WORK TO BE COMPLETED:
Please give back only the lines below from the one containing "column 238, row 69" to the one containing "column 47, row 334", each repeated word for word, both ends included.
----
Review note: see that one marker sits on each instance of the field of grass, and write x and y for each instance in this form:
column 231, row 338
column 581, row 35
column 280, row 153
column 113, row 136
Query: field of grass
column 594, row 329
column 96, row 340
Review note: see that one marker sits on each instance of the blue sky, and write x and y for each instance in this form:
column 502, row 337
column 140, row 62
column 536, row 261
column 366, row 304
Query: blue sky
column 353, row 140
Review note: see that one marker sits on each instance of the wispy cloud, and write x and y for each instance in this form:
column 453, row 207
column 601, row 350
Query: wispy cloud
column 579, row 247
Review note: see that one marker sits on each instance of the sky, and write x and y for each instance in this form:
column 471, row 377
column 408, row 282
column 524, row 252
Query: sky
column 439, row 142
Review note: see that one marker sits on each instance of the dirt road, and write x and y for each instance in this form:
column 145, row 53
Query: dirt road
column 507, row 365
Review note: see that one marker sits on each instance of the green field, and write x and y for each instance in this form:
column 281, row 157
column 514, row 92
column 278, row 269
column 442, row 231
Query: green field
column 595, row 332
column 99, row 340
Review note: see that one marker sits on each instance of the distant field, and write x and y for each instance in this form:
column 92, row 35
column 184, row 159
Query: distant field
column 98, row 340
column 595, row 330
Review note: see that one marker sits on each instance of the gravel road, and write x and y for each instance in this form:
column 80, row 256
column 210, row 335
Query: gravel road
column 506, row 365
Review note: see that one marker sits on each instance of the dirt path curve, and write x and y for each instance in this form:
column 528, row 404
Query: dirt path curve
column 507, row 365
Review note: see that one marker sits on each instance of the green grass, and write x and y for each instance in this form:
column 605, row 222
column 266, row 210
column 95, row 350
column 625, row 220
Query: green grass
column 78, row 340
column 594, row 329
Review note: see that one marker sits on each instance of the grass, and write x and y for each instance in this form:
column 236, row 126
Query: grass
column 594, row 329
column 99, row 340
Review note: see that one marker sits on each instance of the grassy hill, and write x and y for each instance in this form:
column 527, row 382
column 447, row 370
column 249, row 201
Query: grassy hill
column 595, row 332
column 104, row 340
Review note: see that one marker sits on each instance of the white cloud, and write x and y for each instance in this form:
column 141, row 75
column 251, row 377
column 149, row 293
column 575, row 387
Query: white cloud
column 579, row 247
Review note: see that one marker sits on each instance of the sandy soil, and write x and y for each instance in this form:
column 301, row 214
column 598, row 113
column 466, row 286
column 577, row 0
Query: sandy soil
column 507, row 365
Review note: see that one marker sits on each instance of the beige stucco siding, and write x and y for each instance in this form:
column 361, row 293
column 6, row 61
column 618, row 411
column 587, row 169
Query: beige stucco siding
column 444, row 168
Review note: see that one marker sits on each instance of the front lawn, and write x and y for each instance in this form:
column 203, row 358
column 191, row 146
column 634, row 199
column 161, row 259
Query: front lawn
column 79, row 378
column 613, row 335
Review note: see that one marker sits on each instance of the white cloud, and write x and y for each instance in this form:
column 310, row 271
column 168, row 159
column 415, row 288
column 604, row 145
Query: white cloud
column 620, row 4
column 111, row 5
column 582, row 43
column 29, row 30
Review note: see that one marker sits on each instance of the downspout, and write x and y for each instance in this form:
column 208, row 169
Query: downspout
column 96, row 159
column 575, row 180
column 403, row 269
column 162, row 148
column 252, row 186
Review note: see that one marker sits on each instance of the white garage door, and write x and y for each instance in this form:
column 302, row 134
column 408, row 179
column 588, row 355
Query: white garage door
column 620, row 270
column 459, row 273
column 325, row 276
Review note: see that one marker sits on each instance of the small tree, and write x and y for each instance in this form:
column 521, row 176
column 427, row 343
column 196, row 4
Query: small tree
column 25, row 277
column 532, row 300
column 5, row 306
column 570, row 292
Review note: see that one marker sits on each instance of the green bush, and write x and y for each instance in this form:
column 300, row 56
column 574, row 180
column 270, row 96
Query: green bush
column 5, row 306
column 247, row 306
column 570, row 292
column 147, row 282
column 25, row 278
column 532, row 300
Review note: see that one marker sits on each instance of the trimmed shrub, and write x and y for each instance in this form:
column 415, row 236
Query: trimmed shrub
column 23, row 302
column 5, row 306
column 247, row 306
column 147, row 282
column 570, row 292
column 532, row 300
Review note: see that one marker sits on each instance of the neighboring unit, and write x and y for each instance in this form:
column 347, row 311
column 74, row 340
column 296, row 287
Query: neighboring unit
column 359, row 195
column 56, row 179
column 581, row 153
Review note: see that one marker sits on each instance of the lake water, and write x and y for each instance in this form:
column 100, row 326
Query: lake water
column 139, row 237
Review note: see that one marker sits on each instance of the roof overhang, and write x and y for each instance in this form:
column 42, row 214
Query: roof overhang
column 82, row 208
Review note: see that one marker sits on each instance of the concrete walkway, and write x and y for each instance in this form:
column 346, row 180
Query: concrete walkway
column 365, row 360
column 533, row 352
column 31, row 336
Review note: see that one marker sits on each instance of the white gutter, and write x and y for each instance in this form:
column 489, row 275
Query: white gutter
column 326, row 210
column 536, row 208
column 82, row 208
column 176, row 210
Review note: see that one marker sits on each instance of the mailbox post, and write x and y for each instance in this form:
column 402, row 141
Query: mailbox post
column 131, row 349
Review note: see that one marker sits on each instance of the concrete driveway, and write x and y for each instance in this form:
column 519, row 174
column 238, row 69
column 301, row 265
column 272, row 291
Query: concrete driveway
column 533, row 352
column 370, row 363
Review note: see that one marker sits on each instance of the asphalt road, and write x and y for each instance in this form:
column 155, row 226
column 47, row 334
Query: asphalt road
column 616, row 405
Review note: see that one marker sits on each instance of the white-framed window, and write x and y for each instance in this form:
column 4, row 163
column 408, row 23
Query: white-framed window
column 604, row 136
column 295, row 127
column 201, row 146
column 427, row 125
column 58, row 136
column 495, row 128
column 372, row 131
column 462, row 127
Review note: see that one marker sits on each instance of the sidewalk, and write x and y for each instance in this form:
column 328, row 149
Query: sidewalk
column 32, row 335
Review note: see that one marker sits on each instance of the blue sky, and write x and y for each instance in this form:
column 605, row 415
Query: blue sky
----
TASK OUTPUT:
column 238, row 69
column 301, row 265
column 272, row 291
Query: concrete driveway
column 533, row 352
column 370, row 363
Review note: see that one marker sits on each instance of the asphalt road, and write x and y for each instance in this form:
column 155, row 226
column 47, row 334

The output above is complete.